== Data shown ==

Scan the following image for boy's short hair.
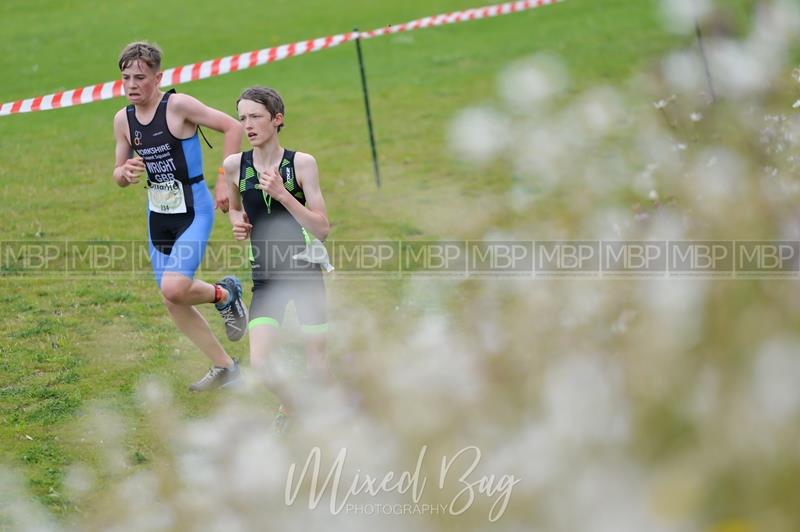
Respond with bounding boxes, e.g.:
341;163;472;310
237;87;286;132
118;41;162;72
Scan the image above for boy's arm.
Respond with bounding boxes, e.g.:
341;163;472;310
223;153;252;241
112;109;144;187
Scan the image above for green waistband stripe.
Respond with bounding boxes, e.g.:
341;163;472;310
249;316;280;329
301;323;329;334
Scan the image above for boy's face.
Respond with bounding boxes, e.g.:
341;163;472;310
238;98;283;147
121;60;162;105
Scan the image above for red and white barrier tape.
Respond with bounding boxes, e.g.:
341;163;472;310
0;0;561;117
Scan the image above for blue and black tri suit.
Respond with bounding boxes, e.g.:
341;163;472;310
239;149;327;333
126;89;213;287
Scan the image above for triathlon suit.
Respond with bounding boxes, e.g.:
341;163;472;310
126;89;214;287
239;149;327;334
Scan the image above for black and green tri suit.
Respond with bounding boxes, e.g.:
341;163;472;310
239;149;327;333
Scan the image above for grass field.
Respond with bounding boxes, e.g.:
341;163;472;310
0;0;766;525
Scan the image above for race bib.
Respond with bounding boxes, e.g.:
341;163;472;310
147;180;187;214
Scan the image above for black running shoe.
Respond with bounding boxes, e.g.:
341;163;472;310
188;359;242;392
215;276;247;341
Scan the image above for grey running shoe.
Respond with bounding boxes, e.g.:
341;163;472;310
189;359;242;392
215;276;248;341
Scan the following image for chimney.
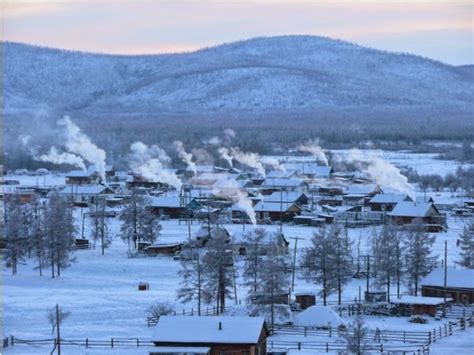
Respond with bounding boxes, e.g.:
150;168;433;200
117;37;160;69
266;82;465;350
218;321;222;330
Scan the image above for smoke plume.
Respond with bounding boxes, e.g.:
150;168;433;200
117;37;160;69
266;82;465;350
218;147;233;168
128;142;182;189
346;149;414;198
212;178;256;225
230;148;265;176
297;139;328;166
37;147;86;171
173;141;196;174
57;116;107;182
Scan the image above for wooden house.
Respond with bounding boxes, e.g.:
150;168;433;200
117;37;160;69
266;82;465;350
262;191;309;207
369;193;412;212
58;184;115;205
144;242;183;256
254;201;301;222
388;202;445;227
261;178;307;192
421;268;474;304
149;196;200;218
66;166;101;185
151;316;269;355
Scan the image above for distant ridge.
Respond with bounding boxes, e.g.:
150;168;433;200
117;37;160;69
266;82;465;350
3;35;473;118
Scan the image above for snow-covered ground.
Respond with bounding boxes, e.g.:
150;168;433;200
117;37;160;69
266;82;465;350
3;151;474;353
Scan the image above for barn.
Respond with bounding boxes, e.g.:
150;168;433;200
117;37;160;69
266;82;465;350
151;316;269;355
421;268;474;304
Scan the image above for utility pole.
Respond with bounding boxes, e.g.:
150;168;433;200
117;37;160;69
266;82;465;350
366;255;370;298
56;304;61;355
443;240;448;316
290;236;300;292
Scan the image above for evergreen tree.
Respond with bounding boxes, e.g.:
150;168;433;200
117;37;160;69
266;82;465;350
258;241;290;329
330;225;353;305
404;220;437;295
177;247;204;315
242;228;267;294
301;228;336;305
90;199;111;255
120;191;161;250
201;229;234;314
372;223;403;301
43;192;76;278
4;194;29;275
457;222;474;268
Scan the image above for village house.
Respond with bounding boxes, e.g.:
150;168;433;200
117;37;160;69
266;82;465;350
144;242;183;257
58;184;115;205
369;193;413;212
65;167;101;185
254;201;302;222
387;201;446;229
151;316;269;355
421;268;474;304
261;178;307;192
262;191;309;207
148;195;200;219
283;162;334;179
343;184;381;206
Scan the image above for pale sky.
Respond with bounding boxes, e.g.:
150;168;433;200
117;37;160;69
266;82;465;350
1;1;473;65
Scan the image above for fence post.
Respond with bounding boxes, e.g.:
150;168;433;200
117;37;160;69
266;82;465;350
444;323;447;337
183;309;185;316
461;317;465;330
433;328;436;343
86;338;88;348
11;336;14;346
137;338;140;347
329;327;332;337
326;342;329;352
380;343;383;353
304;326;307;337
428;331;431;345
403;331;406;343
298;342;301;351
111;338;114;348
449;321;452;335
191;308;194;316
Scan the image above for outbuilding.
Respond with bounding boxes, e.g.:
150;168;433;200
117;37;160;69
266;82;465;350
421;268;474;304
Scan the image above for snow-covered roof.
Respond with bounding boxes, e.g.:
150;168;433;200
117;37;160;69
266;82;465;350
263;191;308;204
283;163;333;177
420;268;474;289
262;178;305;188
390;296;453;306
266;170;298;179
293;306;344;327
388;201;438;218
151;347;210;354
254;201;300;212
152;316;265;344
150;196;182;208
345;184;379;196
370;193;411;204
59;184;113;195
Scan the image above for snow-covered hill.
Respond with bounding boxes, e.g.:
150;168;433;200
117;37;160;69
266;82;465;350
3;35;473;117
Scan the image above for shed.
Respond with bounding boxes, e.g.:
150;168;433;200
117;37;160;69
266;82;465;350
388;202;445;227
254;201;301;222
295;293;316;310
390;296;453;316
421;268;474;304
144;243;183;256
152;316;269;355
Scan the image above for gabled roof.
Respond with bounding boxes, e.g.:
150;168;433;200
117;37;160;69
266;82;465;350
59;184;113;195
232;229;287;245
388;201;439;218
254;201;301;212
263;191;308;204
152;316;266;344
283;163;333;177
266;170;298;179
420;268;474;289
345;184;379;196
150;196;182;208
262;178;306;188
370;193;411;204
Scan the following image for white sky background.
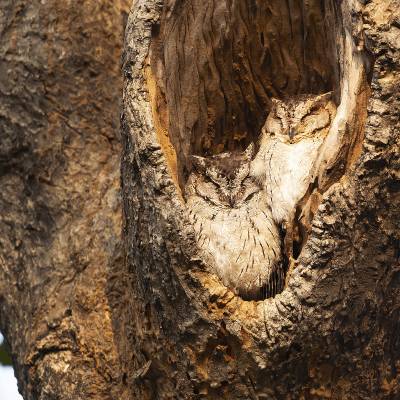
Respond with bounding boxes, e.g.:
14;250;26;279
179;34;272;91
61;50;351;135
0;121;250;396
0;334;23;399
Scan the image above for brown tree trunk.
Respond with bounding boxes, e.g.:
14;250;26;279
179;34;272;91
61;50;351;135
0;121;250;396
121;0;400;399
0;1;130;399
1;0;400;399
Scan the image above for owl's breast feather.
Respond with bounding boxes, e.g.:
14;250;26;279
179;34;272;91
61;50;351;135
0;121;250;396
186;193;281;296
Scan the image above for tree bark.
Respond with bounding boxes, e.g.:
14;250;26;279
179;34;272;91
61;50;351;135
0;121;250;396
1;0;399;400
0;1;130;399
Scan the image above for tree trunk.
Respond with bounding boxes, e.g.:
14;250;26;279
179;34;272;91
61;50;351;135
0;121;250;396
0;1;130;399
121;0;400;399
1;0;399;399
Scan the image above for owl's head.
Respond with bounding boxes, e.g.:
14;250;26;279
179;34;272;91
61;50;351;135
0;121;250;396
187;144;260;208
263;92;335;142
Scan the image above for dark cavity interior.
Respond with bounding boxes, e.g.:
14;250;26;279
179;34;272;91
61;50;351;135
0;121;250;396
150;0;341;186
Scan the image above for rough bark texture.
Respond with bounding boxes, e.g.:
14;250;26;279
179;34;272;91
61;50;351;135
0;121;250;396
121;0;400;399
0;0;399;399
0;1;130;399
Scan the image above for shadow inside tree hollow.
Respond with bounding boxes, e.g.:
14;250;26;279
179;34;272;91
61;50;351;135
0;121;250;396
149;0;340;189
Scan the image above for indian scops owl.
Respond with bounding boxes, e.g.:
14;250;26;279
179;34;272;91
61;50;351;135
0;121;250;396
251;92;337;227
185;144;283;300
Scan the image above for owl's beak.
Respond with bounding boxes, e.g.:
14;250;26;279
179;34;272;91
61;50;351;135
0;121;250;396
219;192;233;208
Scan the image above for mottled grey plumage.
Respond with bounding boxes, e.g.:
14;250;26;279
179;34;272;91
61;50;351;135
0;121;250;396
185;145;282;300
251;92;336;224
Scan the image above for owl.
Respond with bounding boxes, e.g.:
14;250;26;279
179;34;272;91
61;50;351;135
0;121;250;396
251;92;337;226
185;144;283;300
262;93;335;143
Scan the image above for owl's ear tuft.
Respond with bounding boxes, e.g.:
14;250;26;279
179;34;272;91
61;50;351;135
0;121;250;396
190;155;207;172
244;143;255;160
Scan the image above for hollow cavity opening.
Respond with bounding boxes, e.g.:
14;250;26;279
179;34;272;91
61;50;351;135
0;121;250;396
149;0;351;301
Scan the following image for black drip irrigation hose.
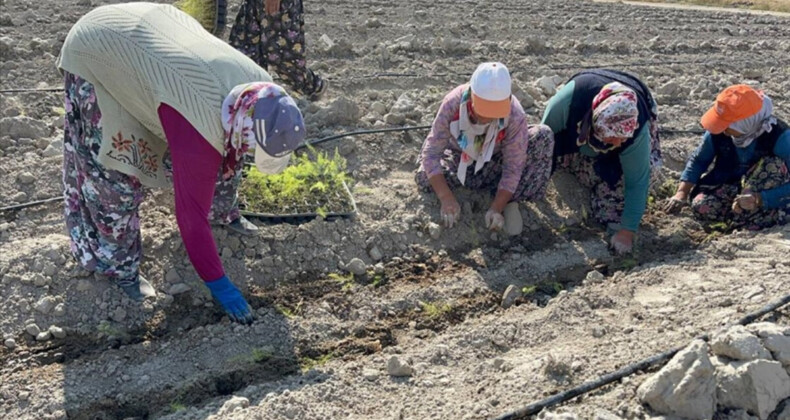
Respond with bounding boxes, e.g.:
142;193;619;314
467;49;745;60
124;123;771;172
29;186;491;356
296;124;431;150
0;196;64;213
0;87;65;94
0;57;740;94
491;292;790;420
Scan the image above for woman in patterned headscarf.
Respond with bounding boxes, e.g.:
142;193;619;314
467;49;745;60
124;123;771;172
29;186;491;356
57;3;306;323
542;69;661;255
415;62;555;236
665;85;790;230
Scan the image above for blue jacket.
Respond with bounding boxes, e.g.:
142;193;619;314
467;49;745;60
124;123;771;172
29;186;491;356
680;124;790;209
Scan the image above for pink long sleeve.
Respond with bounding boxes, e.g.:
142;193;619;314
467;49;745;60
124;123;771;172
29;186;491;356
157;103;225;282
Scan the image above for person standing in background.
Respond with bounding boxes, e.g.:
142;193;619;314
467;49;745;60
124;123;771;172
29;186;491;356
229;0;326;100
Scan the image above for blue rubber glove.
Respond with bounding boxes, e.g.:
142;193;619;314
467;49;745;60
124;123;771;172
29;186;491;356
205;276;254;325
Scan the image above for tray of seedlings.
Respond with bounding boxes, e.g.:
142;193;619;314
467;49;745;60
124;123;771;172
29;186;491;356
238;148;357;224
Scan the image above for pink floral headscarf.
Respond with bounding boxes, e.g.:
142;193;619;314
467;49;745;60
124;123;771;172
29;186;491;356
578;82;640;154
591;82;639;145
220;82;288;180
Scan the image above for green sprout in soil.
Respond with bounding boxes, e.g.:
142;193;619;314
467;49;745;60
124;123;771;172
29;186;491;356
648;178;679;209
169;402;187;413
227;347;274;365
614;257;639;271
250;347;274;363
419;301;452;318
300;352;333;372
275;303;301;318
370;272;385;288
657;178;678;200
239;147;353;215
707;221;732;232
329;272;355;290
97;321;128;340
522;282;565;297
551;282;564;294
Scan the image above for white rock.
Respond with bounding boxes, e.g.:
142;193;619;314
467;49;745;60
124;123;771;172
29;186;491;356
3;338;16;349
370;102;387;116
716;359;790;419
42;144;61;157
52;303;66;317
501;285;521;309
387;356;414;377
48;326;66;339
365;18;383;28
168;283;191;295
112;307;127;322
218;396;249;414
711;325;773;361
363;368;379;381
368;246;383;262
34;296;57;314
32;274;48;287
36;331;51;342
427;222;441;240
384;113;405;125
585;270;605;284
535;75;561;96
346;258;367;276
537;412;580;420
165;268;181;283
658;81;682;97
319;34;334;49
747;322;790;338
25;323;41;337
763;334;790;366
0;116;49;140
512;82;535;108
391;93;416;115
16;171;35;184
637;339;716;419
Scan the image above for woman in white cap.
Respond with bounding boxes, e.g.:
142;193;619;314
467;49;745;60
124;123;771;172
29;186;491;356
542;69;661;255
416;62;555;234
665;85;790;229
57;2;306;324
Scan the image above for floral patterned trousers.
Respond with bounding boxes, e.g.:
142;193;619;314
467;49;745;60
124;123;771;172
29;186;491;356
415;125;555;202
229;0;323;97
555;119;662;227
691;157;790;230
62;73;242;285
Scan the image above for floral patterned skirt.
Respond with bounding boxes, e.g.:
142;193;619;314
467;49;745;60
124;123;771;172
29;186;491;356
691;156;790;230
62;73;242;285
228;0;323;97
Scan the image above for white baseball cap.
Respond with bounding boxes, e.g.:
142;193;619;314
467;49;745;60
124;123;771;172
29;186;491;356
470;62;512;119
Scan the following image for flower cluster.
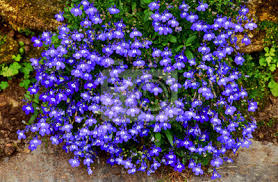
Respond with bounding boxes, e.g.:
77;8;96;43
20;0;258;180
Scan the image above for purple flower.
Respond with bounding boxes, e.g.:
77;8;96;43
81;0;89;7
196;3;208;11
23;103;34;115
152;86;163;96
50;136;60;145
133;59;145;67
174;162;185;172
239;7;249;16
244;22;257;30
108;6;120;14
203;32;215;41
248;102;257;112
192;164;203;175
149;146;161;157
198;45;210;54
152;48;161;57
168;18;179;27
71;7;82;16
235;54;245;65
210;157;223;168
69;158;80;167
91;15;103;24
149;1;160;11
55;12;64;21
211;169;221;180
225;106;237;115
186;14;198;23
242;36;251;45
17;130;26;140
31;37;43;47
234;24;244;32
61;124;73;132
241;139;252;148
29;138;41;151
151;12;161;21
130;29;142;38
81;19;92;28
85;7;97;16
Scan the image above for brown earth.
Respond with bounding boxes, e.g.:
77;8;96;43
0;78;29;158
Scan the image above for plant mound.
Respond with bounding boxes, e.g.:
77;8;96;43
19;0;258;179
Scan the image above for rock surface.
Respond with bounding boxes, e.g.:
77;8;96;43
0;0;64;31
239;0;278;53
0;140;277;182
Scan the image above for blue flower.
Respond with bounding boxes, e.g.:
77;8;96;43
69;158;80;167
192;164;203;175
55;12;64;21
70;7;82;16
22;103;34;115
17;130;26;140
148;1;160;11
210;157;223;168
225;106;237;115
196;3;208;11
211;169;221;180
108;5;120;14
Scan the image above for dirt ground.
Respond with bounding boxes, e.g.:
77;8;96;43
0;78;29;158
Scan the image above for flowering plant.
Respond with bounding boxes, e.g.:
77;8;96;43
19;0;258;180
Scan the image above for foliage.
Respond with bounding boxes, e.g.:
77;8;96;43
0;34;7;47
0;81;8;90
19;0;259;180
259;20;278;45
0;39;34;91
18;28;35;37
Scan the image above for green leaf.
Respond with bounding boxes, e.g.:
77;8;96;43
141;0;152;4
185;35;197;46
20;62;33;76
185;49;194;60
164;130;173;146
19;79;31;89
259;57;266;66
143;9;153;22
12;54;22;62
10;62;21;70
1;62;21;77
264;47;269;52
269;64;277;72
266;57;272;64
19;47;25;54
28;110;38;125
18;41;24;47
132;2;137;13
169;35;177;43
175;45;184;52
0;81;8;90
155;133;161;141
155;133;162;146
268;79;278;97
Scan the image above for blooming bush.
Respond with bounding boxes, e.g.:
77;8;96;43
19;0;258;180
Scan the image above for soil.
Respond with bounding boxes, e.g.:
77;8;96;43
0;78;29;158
253;95;278;144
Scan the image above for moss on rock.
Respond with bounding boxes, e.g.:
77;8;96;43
0;0;64;32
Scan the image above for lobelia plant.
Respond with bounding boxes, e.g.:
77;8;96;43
18;0;258;180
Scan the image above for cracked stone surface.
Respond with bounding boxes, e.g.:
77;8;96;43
0;140;277;182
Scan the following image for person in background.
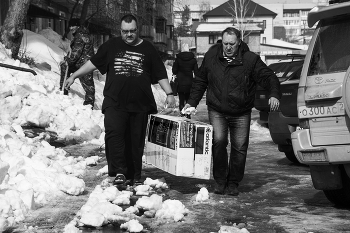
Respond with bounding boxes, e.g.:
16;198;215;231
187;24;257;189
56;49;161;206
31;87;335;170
182;27;281;196
60;18;95;108
64;14;175;188
172;43;199;116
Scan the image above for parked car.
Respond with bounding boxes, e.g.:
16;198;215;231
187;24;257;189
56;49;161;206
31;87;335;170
291;0;350;207
254;54;305;163
254;55;305;126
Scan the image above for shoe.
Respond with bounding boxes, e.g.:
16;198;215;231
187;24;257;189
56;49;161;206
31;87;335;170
113;174;126;185
133;179;144;186
214;183;226;195
226;184;239;196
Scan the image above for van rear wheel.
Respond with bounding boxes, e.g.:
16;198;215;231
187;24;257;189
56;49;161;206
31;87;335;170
323;167;350;207
284;150;299;164
281;145;300;164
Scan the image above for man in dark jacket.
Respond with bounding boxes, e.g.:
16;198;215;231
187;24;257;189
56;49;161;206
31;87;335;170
60;19;95;108
183;27;281;196
172;43;199;114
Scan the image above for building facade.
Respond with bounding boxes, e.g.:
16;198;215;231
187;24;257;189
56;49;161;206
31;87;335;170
191;0;276;55
195;22;263;54
255;1;316;44
0;0;177;56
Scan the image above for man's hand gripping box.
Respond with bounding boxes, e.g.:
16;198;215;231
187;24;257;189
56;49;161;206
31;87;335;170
145;114;213;180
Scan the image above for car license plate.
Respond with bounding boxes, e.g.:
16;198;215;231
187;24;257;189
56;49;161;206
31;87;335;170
299;150;328;162
298;103;344;119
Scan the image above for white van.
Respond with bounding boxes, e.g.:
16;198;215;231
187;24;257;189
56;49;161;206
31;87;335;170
292;0;350;207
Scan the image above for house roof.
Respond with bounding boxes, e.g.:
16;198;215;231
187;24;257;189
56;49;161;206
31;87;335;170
196;22;264;33
203;0;277;18
262;39;308;50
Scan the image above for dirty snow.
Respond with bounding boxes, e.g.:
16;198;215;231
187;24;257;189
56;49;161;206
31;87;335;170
0;27;261;233
0;28;170;232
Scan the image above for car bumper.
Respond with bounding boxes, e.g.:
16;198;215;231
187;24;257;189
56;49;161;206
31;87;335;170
291;129;350;165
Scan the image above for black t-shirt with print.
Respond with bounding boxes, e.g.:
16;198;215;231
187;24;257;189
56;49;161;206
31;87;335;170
90;37;167;113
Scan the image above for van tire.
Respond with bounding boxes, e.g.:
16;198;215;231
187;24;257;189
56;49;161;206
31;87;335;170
283;147;300;164
323;166;350;207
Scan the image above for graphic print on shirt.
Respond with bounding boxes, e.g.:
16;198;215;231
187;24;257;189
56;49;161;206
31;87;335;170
114;51;144;77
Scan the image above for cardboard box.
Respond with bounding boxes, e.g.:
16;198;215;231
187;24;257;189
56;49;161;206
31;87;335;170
145;114;213;180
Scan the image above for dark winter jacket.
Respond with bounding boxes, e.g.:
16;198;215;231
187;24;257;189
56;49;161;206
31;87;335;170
172;52;199;93
187;41;281;115
66;26;94;72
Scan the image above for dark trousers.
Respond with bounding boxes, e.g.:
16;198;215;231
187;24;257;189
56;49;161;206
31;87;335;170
208;108;251;186
60;63;95;107
104;107;149;180
178;92;190;112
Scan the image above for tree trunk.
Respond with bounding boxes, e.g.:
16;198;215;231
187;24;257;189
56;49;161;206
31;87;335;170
0;0;31;59
80;0;91;25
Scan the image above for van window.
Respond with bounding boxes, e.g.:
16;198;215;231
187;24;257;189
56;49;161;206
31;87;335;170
269;60;303;82
308;16;350;76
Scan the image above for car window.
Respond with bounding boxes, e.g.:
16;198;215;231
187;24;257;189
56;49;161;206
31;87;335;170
269;63;290;78
288;66;302;81
308;16;350;76
269;60;304;82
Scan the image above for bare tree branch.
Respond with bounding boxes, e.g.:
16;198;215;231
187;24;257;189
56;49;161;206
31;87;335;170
226;0;257;40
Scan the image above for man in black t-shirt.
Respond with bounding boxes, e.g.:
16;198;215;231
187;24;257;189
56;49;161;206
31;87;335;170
64;14;176;187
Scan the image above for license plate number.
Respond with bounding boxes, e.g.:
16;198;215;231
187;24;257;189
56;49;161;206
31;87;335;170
298;103;344;119
300;151;327;162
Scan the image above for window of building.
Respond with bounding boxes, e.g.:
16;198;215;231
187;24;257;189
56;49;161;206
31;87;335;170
156;18;166;33
47;7;54;28
284;20;300;26
283;9;299;17
300;10;310;17
166;25;173;39
263;20;266;29
262;37;266;44
209;35;215;44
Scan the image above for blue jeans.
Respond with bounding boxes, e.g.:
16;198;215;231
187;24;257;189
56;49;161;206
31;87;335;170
208;108;251;186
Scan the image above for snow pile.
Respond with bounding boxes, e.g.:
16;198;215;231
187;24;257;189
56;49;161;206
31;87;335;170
249;120;271;142
0;124;102;230
66;184;135;230
218;225;250;233
120;219;143;232
96;164;108;176
144;177;169;190
64;177;189;231
135;194;163;216
155;199;189;222
0;50;104;144
21;29;66;74
38;28;71;54
196;187;209;202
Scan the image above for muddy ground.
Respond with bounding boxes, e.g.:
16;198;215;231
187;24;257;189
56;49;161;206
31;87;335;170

== What to produce ==
Pull out each line of the records holding the string "window".

== Solution ==
Scan the image above for van window.
Scan the image above for car window.
Scan the image above for window of building.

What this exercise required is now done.